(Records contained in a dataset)
Start of Block

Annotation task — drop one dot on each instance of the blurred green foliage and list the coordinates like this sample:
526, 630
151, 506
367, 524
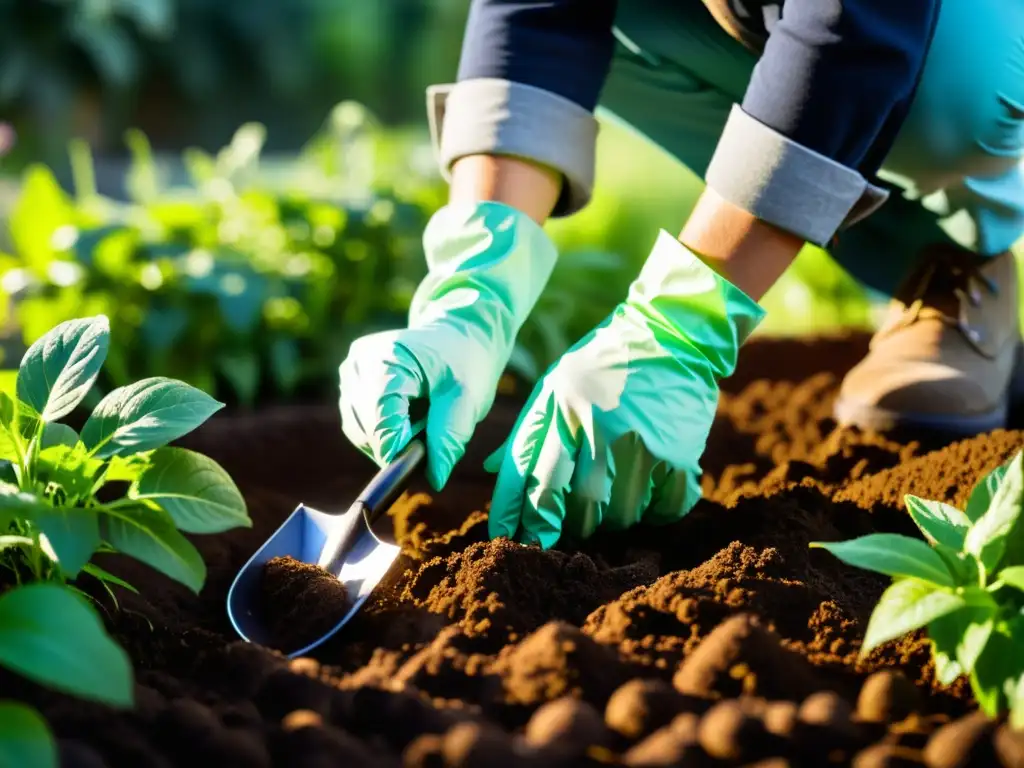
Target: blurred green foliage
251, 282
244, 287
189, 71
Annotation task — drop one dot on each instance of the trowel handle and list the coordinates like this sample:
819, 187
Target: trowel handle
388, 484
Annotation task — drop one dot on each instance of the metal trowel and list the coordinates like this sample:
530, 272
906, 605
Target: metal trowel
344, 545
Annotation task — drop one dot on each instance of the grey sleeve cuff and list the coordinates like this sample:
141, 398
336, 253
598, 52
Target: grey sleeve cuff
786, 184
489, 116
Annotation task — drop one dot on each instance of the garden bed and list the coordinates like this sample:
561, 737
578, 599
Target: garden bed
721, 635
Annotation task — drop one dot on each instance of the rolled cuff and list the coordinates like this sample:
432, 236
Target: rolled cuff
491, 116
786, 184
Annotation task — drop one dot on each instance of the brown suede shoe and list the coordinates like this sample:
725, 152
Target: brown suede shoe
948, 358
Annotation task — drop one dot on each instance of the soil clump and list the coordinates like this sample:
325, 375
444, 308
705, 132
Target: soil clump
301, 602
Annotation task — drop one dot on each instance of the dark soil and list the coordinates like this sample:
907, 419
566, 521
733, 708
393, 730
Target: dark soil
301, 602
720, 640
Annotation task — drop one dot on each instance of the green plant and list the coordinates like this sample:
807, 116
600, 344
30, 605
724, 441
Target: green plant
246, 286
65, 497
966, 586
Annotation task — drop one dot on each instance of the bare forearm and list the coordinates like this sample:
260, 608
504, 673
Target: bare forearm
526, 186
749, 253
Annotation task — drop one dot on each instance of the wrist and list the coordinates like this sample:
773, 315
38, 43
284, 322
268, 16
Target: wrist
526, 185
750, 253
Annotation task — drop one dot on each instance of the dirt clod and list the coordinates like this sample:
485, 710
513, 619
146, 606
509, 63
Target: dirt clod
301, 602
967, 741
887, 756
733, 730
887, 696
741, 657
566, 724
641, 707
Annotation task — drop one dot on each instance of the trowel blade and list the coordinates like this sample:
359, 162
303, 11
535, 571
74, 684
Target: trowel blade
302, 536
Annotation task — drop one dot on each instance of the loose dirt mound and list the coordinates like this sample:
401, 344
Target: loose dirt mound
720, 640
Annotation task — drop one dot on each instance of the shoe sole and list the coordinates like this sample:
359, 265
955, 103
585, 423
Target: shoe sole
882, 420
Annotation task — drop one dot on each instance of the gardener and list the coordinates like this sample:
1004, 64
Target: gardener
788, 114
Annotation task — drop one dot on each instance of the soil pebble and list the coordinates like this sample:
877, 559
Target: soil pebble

End of Block

Every entry should come back exactly as written, only without images.

Annotation task — drop one dot on each instance of the blurred green foliage and list the coordinates like this sample:
526, 630
151, 506
367, 524
Target: blurred green foliage
251, 282
244, 287
189, 71
Annotation task — drop one dot on each instance of the trowel handle and list the coordinates like this sample:
819, 187
Target: trowel handle
388, 484
Annotation task — drop one dot on each instance of the metal trowel and list the coordinates like this sample:
530, 272
906, 605
Target: metal trowel
344, 545
Annotation task — drop one dot on each instance of the grey sleeve cuff and list the coordinates like this sample:
141, 398
336, 253
598, 52
Target: grey sleeve cuff
786, 184
489, 116
Annotation task — drop one dot on each instance of the garden bed and list the coordinates like this sample:
561, 737
578, 599
Target: garden bed
721, 635
Annotation task — drop one dot on each instance of the rolled cuff and list the coordinates like this sample:
432, 236
Target: rolled cuff
491, 116
786, 184
Annotation task — drop one dot on each instance of the brown suede shoe and list the coordinates like this sample:
725, 152
Target: brown suede shoe
948, 358
Annotation task — drop one dot on each instance of the soil clump and list the coordinates like this sample:
325, 375
444, 308
705, 132
Target: soil clump
301, 602
Annotation task — drop one dot on each instance of the dark soil and list the coordinates like this sample:
907, 419
566, 521
733, 708
393, 730
Target: dark soil
301, 602
720, 640
Annotation task — drop one dot on each instance of the green plant and list the coordinates like this sample:
807, 116
600, 344
30, 605
724, 441
Target: green plant
246, 286
65, 497
966, 586
Annotation task — drop one dot on each instance of the bare forearm and list the coordinates like this sample:
260, 608
504, 673
Target: bare forearm
526, 186
749, 253
Annotation task — drop one dot on each instance of the wrist and list the coordinates like this sample:
773, 315
38, 43
284, 322
268, 16
Target: wrist
526, 185
750, 253
Annotation task — drop one dot on each instance of the dirt clod and list the coordinates like this sample:
485, 710
513, 619
146, 606
509, 63
Target: dirt clod
301, 602
967, 741
887, 756
733, 730
887, 696
741, 657
566, 724
641, 707
Annotation task — drop one dot on each instance of the trowel blade and list the coordinates like this sample:
359, 162
303, 11
535, 571
74, 684
Target: trowel blade
302, 536
Annotation task — drop one dot on each instance of the loose dirt mound and list the coordinates like this sample:
401, 344
Target: loose dirt mound
720, 640
Annotation task — drop one dot on each instance of the shoe sole and list the coordinates like this sample:
359, 265
955, 103
585, 423
Target: shoe sole
882, 420
Annotation task — drop one dot on each instance of the gardener and list the coordinates like this sample:
1004, 64
Target: gardener
788, 114
Annotation task — drop one dot on each instance of the soil pebble and list the coordinates like this sample:
877, 559
Target: soil pebble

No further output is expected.